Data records
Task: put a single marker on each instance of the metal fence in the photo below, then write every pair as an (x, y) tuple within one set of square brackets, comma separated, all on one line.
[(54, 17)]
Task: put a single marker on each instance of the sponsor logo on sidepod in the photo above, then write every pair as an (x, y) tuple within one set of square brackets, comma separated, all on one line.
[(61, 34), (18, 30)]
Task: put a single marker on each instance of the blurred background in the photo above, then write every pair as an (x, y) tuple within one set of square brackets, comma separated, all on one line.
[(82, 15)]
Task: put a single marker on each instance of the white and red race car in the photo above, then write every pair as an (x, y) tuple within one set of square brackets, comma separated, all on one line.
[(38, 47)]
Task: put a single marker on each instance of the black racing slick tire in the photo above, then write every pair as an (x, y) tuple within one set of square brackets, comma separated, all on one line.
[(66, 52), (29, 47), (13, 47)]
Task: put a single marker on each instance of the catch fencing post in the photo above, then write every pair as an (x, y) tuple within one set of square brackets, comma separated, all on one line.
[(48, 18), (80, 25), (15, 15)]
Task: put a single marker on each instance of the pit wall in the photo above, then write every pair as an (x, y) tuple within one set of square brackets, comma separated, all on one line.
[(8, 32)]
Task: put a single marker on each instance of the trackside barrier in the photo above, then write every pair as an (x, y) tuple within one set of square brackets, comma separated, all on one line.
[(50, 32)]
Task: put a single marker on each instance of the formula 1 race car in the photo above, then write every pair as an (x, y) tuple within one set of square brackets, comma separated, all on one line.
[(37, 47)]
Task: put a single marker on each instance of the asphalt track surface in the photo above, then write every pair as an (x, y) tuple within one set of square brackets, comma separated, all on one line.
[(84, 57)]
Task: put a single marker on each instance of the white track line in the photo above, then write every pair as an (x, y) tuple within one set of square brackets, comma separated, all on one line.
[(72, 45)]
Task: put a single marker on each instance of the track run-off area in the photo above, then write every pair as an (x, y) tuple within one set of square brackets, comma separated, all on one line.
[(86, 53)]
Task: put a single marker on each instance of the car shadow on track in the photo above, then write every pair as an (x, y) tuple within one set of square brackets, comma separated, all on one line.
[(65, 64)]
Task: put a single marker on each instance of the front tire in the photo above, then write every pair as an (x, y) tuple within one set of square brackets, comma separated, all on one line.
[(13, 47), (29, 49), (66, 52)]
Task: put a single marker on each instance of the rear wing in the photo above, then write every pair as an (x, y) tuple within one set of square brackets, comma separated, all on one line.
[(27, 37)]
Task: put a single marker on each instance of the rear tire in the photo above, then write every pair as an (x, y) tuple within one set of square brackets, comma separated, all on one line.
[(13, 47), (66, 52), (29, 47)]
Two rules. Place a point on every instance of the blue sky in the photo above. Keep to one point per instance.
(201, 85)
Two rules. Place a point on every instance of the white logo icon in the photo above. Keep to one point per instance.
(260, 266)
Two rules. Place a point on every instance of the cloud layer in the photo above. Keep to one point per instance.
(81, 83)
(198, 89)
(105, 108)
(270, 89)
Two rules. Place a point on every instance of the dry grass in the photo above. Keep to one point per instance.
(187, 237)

Your goal — Produce an exact copy of all the records.

Answer space —
Task: put a single marker on each instance of the metal fence in the photo below, then write every pair as an (x, y) tuple within one set of square brackets, comma separated, all on one line.
[(54, 17)]
Task: put a single marker on each instance of the sponsor logo on sidepod in the photo above, then write every pair as an (x, y) tuple within one set of square brackets, comma separated, all on one line.
[(61, 34), (18, 30)]
Task: put a single marker on each instance of the blurred background in the photo above, then write every pair as an (x, y) tuple within one set of square brackets, comma separated, all on one line.
[(82, 15)]
Task: put a single marker on each instance of the white and red race car in the photo above, then write every pair as an (x, y) tuple within one set of square brackets, comma separated, all on one line.
[(38, 47)]
Task: put a single marker on each instance of the black racing slick tire in the photo above, then write every pair as an (x, y) tuple within one set of square brackets, comma separated, all on one line.
[(66, 52), (29, 47), (13, 47)]
Task: put a single marker on each instance of the catch fencing post in the photo above, then write every pair as an (x, y) tuple within one set of square brackets, comma separated, all on one line.
[(48, 18), (80, 25), (15, 15)]
Task: put a single marker on each instance of the pit wall in the photo above, then write every pair as an (x, y) tuple within one set of square brackets, comma separated, all on one line.
[(8, 32)]
Task: put a single marker on each instance of the trackside barrier in the photo above, then write every pair as an (x, y) tuple within one set of square brackets, comma separated, all on one line.
[(50, 32)]
Task: put a single marker on each instance of the formula 1 race car in the photo above, then write every pair as an (x, y) tuple within one set of square brackets, comma separated, all on one line.
[(37, 47)]
Task: put a single marker on each instance of the asphalt track surface in the photo above, then write every pair as an (x, y) tuple within one set of square brackets, comma separated, all on one line.
[(84, 57)]
Task: put a single marker on each instance of the white track line in the photo above, then write every pair as an (x, y) tuple within one set of square brackets, comma separated, all on one line.
[(72, 45)]
Task: put a single marker on each instance of the track run-off area in the photo above, then write every pair as an (x, y) tuple within one set of square brackets, comma separated, all on one line.
[(86, 53)]
Task: put a single marker on each instance of the car shadow on track in the photo above, then write every pair as an (x, y) tuple within one set of square brackets, comma separated, all on one line.
[(65, 64)]
Task: put a single marker on each instance of the front tire in the photo above, then write every pair as an (x, y) tuple within one set of square brackets, comma separated, all on one line.
[(13, 47), (29, 49), (66, 52)]
Task: put a single marker on each instance of the rear wing in the photo above, then write every pair as an (x, y) tuple within one set of square brackets, comma separated, all on one line.
[(27, 37)]
Task: put a single marker on each instance of the rear tire in the photo above, then write every pair as an (x, y) tuple within one set of square brackets, comma separated, all on one line.
[(13, 47), (66, 52), (29, 47)]
Two rules. Place a point on every instance of the blue sky in the photo above. Keep to one point per instance.
(201, 85)
Two rules. Place a point on every instance of the white logo icon in the photo above. Keep to one point per instance.
(260, 266)
Two rules. Place a point on every instance of the cloud layer in the photo above. Keep to one point per instance.
(81, 83)
(198, 89)
(105, 108)
(270, 89)
Two rules. Place a point on every instance of the dry grass in the photo above. Keep to one point per instance.
(187, 237)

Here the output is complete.